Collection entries
+===+
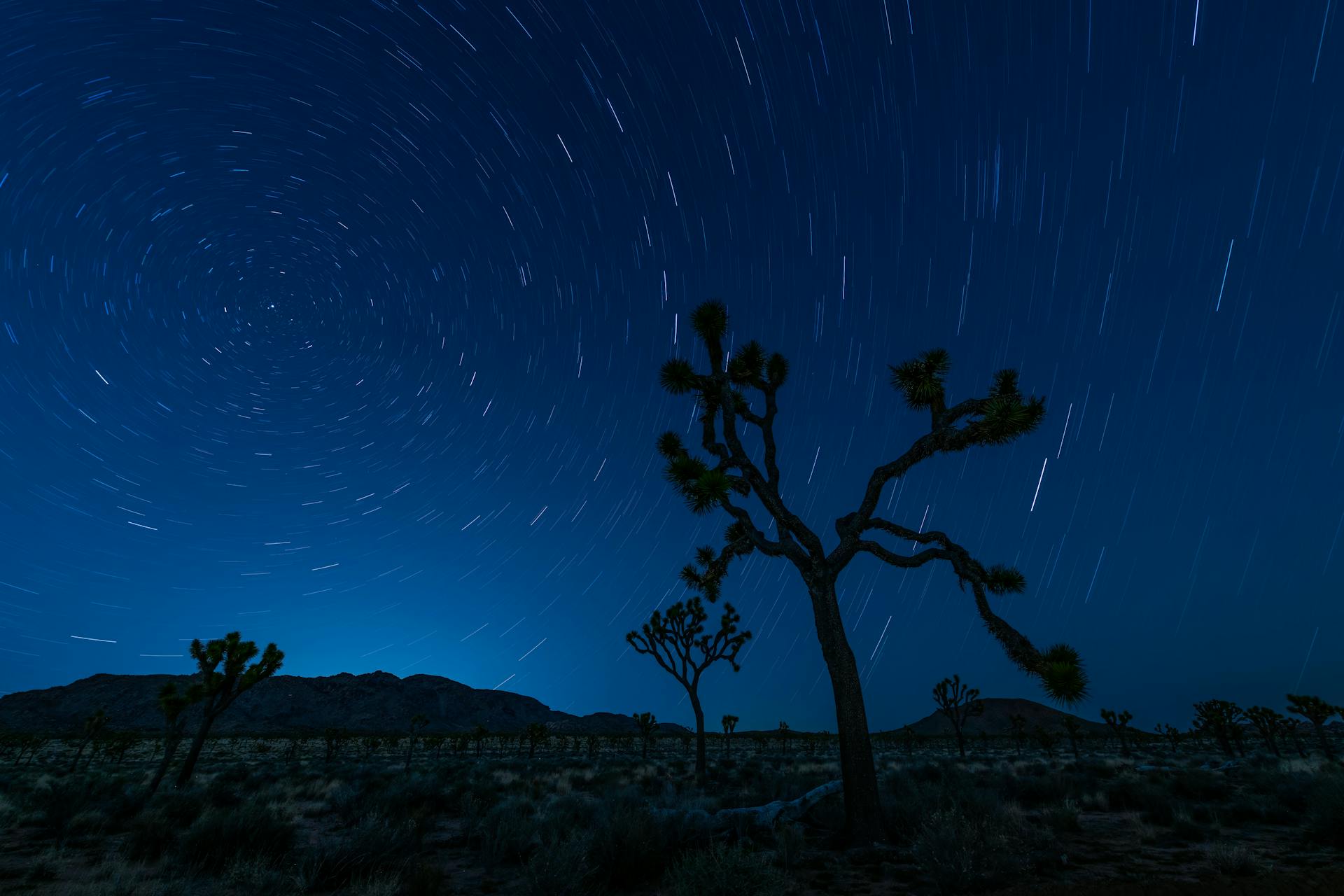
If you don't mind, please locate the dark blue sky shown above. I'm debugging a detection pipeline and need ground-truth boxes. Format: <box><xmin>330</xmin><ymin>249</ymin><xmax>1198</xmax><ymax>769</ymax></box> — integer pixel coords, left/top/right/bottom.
<box><xmin>0</xmin><ymin>0</ymin><xmax>1344</xmax><ymax>729</ymax></box>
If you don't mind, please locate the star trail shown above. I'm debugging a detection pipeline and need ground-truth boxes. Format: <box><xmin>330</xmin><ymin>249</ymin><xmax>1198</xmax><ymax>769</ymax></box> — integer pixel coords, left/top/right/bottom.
<box><xmin>0</xmin><ymin>0</ymin><xmax>1344</xmax><ymax>729</ymax></box>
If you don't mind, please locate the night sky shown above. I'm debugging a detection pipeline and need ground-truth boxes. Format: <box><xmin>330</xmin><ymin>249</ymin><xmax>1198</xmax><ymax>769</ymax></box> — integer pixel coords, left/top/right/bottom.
<box><xmin>0</xmin><ymin>0</ymin><xmax>1344</xmax><ymax>729</ymax></box>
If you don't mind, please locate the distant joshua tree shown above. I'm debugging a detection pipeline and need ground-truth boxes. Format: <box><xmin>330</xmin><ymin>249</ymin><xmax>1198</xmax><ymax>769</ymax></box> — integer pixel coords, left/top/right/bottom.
<box><xmin>1153</xmin><ymin>722</ymin><xmax>1182</xmax><ymax>756</ymax></box>
<box><xmin>1031</xmin><ymin>725</ymin><xmax>1059</xmax><ymax>759</ymax></box>
<box><xmin>625</xmin><ymin>588</ymin><xmax>751</xmax><ymax>782</ymax></box>
<box><xmin>406</xmin><ymin>712</ymin><xmax>428</xmax><ymax>771</ymax></box>
<box><xmin>523</xmin><ymin>722</ymin><xmax>551</xmax><ymax>759</ymax></box>
<box><xmin>659</xmin><ymin>301</ymin><xmax>1087</xmax><ymax>842</ymax></box>
<box><xmin>1246</xmin><ymin>706</ymin><xmax>1284</xmax><ymax>756</ymax></box>
<box><xmin>70</xmin><ymin>709</ymin><xmax>108</xmax><ymax>771</ymax></box>
<box><xmin>1008</xmin><ymin>713</ymin><xmax>1027</xmax><ymax>759</ymax></box>
<box><xmin>1287</xmin><ymin>693</ymin><xmax>1344</xmax><ymax>759</ymax></box>
<box><xmin>722</xmin><ymin>716</ymin><xmax>738</xmax><ymax>756</ymax></box>
<box><xmin>1195</xmin><ymin>700</ymin><xmax>1246</xmax><ymax>759</ymax></box>
<box><xmin>1100</xmin><ymin>709</ymin><xmax>1134</xmax><ymax>756</ymax></box>
<box><xmin>175</xmin><ymin>631</ymin><xmax>285</xmax><ymax>788</ymax></box>
<box><xmin>932</xmin><ymin>674</ymin><xmax>985</xmax><ymax>759</ymax></box>
<box><xmin>145</xmin><ymin>681</ymin><xmax>204</xmax><ymax>799</ymax></box>
<box><xmin>472</xmin><ymin>722</ymin><xmax>491</xmax><ymax>759</ymax></box>
<box><xmin>631</xmin><ymin>712</ymin><xmax>659</xmax><ymax>759</ymax></box>
<box><xmin>1065</xmin><ymin>716</ymin><xmax>1084</xmax><ymax>759</ymax></box>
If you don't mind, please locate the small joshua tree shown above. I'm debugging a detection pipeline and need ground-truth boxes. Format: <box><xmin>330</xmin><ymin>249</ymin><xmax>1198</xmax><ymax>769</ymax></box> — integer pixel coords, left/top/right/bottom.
<box><xmin>1031</xmin><ymin>725</ymin><xmax>1059</xmax><ymax>759</ymax></box>
<box><xmin>1278</xmin><ymin>719</ymin><xmax>1306</xmax><ymax>759</ymax></box>
<box><xmin>406</xmin><ymin>712</ymin><xmax>428</xmax><ymax>771</ymax></box>
<box><xmin>1008</xmin><ymin>713</ymin><xmax>1027</xmax><ymax>759</ymax></box>
<box><xmin>932</xmin><ymin>674</ymin><xmax>985</xmax><ymax>759</ymax></box>
<box><xmin>70</xmin><ymin>709</ymin><xmax>108</xmax><ymax>771</ymax></box>
<box><xmin>176</xmin><ymin>631</ymin><xmax>285</xmax><ymax>788</ymax></box>
<box><xmin>1287</xmin><ymin>693</ymin><xmax>1344</xmax><ymax>759</ymax></box>
<box><xmin>659</xmin><ymin>301</ymin><xmax>1087</xmax><ymax>844</ymax></box>
<box><xmin>1100</xmin><ymin>709</ymin><xmax>1134</xmax><ymax>756</ymax></box>
<box><xmin>722</xmin><ymin>716</ymin><xmax>738</xmax><ymax>756</ymax></box>
<box><xmin>145</xmin><ymin>681</ymin><xmax>203</xmax><ymax>799</ymax></box>
<box><xmin>1065</xmin><ymin>716</ymin><xmax>1084</xmax><ymax>759</ymax></box>
<box><xmin>625</xmin><ymin>585</ymin><xmax>751</xmax><ymax>780</ymax></box>
<box><xmin>472</xmin><ymin>722</ymin><xmax>491</xmax><ymax>759</ymax></box>
<box><xmin>1246</xmin><ymin>706</ymin><xmax>1284</xmax><ymax>756</ymax></box>
<box><xmin>1195</xmin><ymin>700</ymin><xmax>1246</xmax><ymax>759</ymax></box>
<box><xmin>630</xmin><ymin>712</ymin><xmax>659</xmax><ymax>759</ymax></box>
<box><xmin>1153</xmin><ymin>722</ymin><xmax>1182</xmax><ymax>756</ymax></box>
<box><xmin>523</xmin><ymin>722</ymin><xmax>551</xmax><ymax>759</ymax></box>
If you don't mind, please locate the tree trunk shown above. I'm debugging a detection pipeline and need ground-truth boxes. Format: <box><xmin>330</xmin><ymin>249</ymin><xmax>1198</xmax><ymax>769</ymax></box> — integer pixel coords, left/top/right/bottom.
<box><xmin>691</xmin><ymin>690</ymin><xmax>706</xmax><ymax>785</ymax></box>
<box><xmin>1312</xmin><ymin>719</ymin><xmax>1335</xmax><ymax>759</ymax></box>
<box><xmin>808</xmin><ymin>579</ymin><xmax>887</xmax><ymax>845</ymax></box>
<box><xmin>174</xmin><ymin>713</ymin><xmax>215</xmax><ymax>790</ymax></box>
<box><xmin>145</xmin><ymin>732</ymin><xmax>181</xmax><ymax>801</ymax></box>
<box><xmin>70</xmin><ymin>738</ymin><xmax>89</xmax><ymax>771</ymax></box>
+===+
## Work to be completed
Find every line in the rows that contains the word "joshua", matching case, and copy each of those lines.

## Answer to the exercise
If you don't mind, please locate the distant joshua tree shown above. I'm debugging a detection pipeline and need ground-truth boxes. Format: <box><xmin>330</xmin><ymin>249</ymin><xmax>1198</xmax><ymax>769</ymax></box> — integer pixel coords, left/top/right/bottom.
If you don't mind, please locate the small joshua tree shown above. I'm debugging a detection pipeline and need ground-truth boxes. Format: <box><xmin>330</xmin><ymin>249</ymin><xmax>1198</xmax><ymax>769</ymax></box> — integer pixel coords, left/top/right/bottom.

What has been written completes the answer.